Source passage:
## BEGIN

2021 Geographic UK 4G Coverage by Operator

Urban Areas
EE 98%
O2 98%
Three UK 98%
Vodafone 99%

Rural Areas
EE 81%
O2 72%
Three UK 75%
Vodafone 76%

Otherwise, you can check out the full Connected Nations 2021 report online.

International Comparison

Alongside this report Ofcom has also published their latest international comparison, which pits the United Kingdom’s broadband and mobile connectivity against both the EU’s four major economies (France, Germany, Spain and Italy) and various other large countries. The data on this front is from 2020 and thus the figures are lower than those reported above.

ofcom_international_broadband_scorecard_2021

Overall, we still do well for “superfast” coverage, but are near the bottom for full fibre, although that rollout is currently going through a rapid ramping-up phase. We think the FTTH Council Europe’s country ranking (here) shows this difference better than most.

UPDATE 11:43pm

We’ve had a comment from the Government.

Digital Secretary, Nadine Dorries MP, said:

“Ofcom’s report shows we are making major progress on our commitment to deliver a digital infrastructure revolution.

Superfast broadband, almost universally available thanks to our £2 billion investment, allows people to work remotely, video call and stream TV on multiple devices at once with no interruptions.

## END

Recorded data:
## BEGIN

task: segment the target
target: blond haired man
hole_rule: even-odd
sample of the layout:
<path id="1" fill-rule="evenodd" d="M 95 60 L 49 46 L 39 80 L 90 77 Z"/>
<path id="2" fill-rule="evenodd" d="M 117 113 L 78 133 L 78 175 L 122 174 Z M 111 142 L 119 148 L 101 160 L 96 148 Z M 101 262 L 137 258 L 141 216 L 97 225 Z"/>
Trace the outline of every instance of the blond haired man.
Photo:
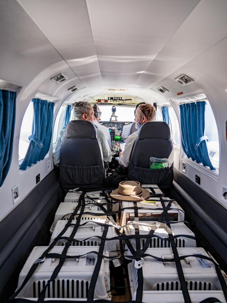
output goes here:
<path id="1" fill-rule="evenodd" d="M 134 121 L 138 130 L 128 137 L 124 151 L 119 155 L 119 164 L 123 168 L 128 167 L 129 165 L 130 155 L 135 140 L 138 138 L 139 129 L 145 123 L 154 121 L 156 115 L 155 108 L 148 103 L 140 104 L 137 107 Z"/>

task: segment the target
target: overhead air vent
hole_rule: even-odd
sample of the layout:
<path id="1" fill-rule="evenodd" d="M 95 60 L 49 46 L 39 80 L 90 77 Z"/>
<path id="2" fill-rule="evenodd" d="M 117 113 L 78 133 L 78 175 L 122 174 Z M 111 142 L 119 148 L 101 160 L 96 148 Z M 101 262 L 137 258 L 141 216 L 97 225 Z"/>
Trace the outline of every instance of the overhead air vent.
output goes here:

## END

To be done:
**A.** In the connectivity passage, rewrite the stretch from "Alongside this report" through "those reported above.", putting "largest economies" in place of "major economies".
**B.** Answer these questions from the connectivity passage:
(i) What rural 4G coverage figure is given for EE?
(ii) From what year is the data in Ofcom's international comparison?
(iii) How large an investment does the Digital Secretary credit for superfast broadband?

Exercise responses:
**A.**
Alongside this report Ofcom has also published their latest international comparison, which pits the United Kingdom’s broadband and mobile connectivity against both the EU’s four largest economies (France, Germany, Spain and Italy) and various other large countries. The data on this front is from 2020 and thus the figures are lower than those reported above.

**B.**
(i) 81%
(ii) 2020
(iii) £2 billion